**Image point annotation entries:**
----------

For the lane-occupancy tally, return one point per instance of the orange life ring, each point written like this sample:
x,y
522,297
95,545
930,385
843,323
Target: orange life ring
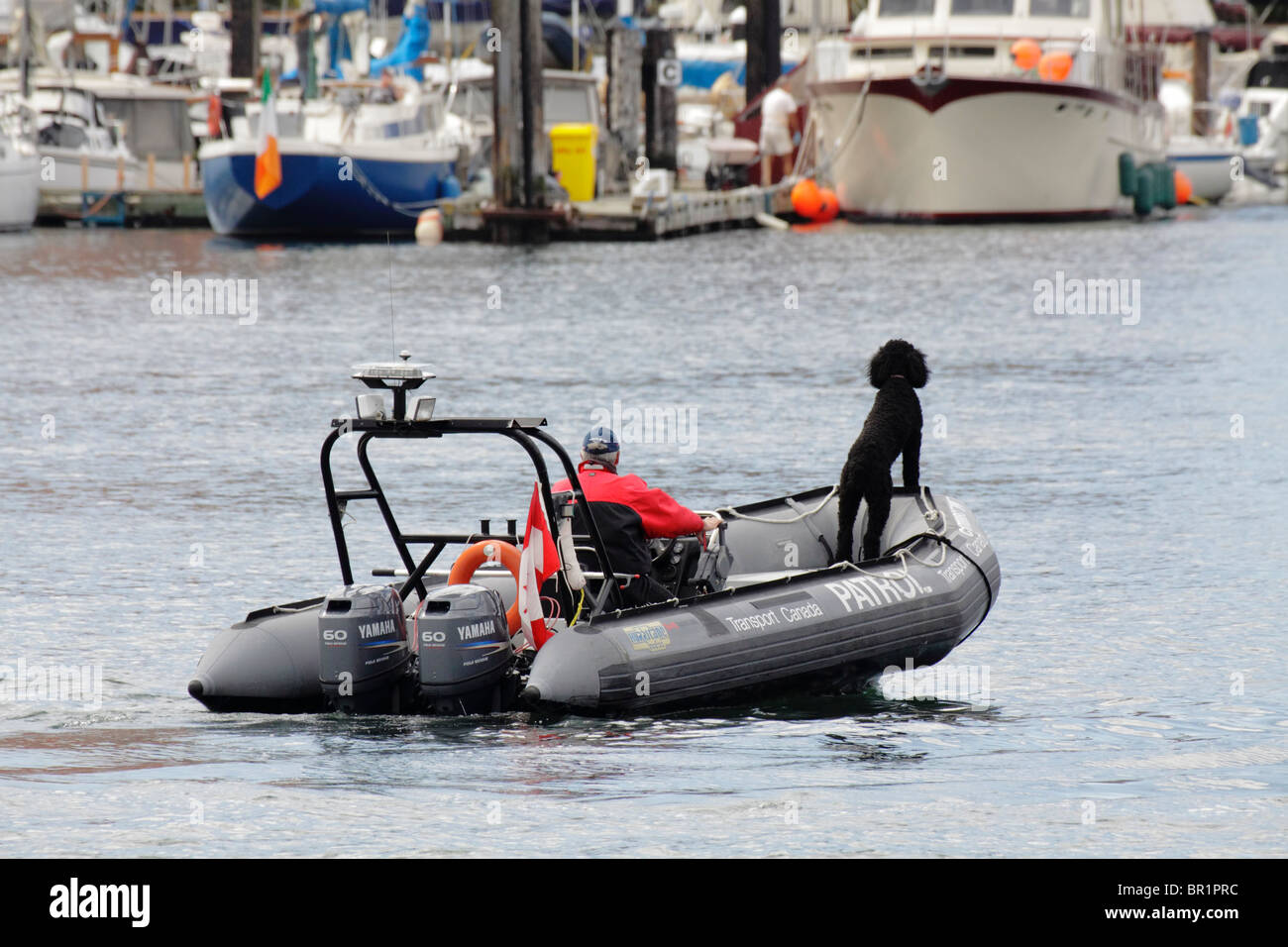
x,y
473,557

----------

**What you need to do:**
Switch every "life ring" in the items above to "buoy" and give their lines again with nothing else changed. Leave the pictures out.

**Exercise output:**
For the lane-occupancy tally, return one point per instance of the orange buoy, each point written like this sample:
x,y
522,297
95,545
930,385
843,323
Target: orange buoy
x,y
473,557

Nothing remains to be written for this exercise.